▶ **INPUT RECORDS**

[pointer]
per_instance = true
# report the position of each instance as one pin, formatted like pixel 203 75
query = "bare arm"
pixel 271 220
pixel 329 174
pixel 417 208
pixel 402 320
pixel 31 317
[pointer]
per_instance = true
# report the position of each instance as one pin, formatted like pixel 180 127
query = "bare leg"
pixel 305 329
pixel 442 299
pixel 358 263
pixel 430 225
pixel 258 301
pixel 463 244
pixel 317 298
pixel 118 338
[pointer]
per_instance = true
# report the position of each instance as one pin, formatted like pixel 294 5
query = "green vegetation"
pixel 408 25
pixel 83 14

--

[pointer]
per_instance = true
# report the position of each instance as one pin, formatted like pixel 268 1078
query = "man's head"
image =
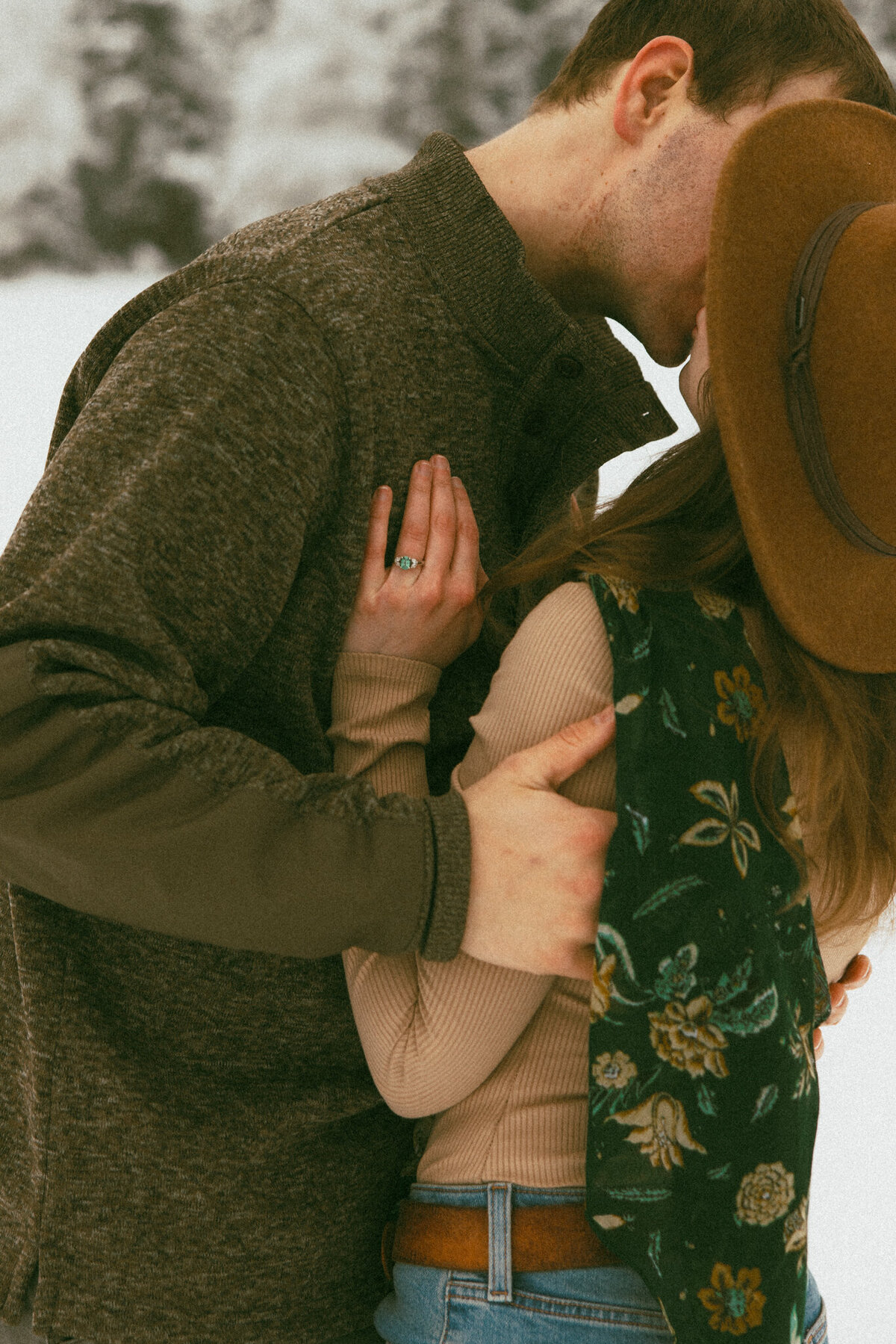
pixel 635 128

▶ **ACTION ITEM**
All lines above containing the string "position": copy each one.

▶ **SOLUTION TO THIS PROBLEM**
# report the position of each instance as one pin, formatted like pixel 203 75
# report the position of each instance as one pin, formatted like pixel 180 127
# report the position of each instance as one pin, formatted like pixel 294 5
# report the position of each instance as one pin, formatted like pixel 268 1078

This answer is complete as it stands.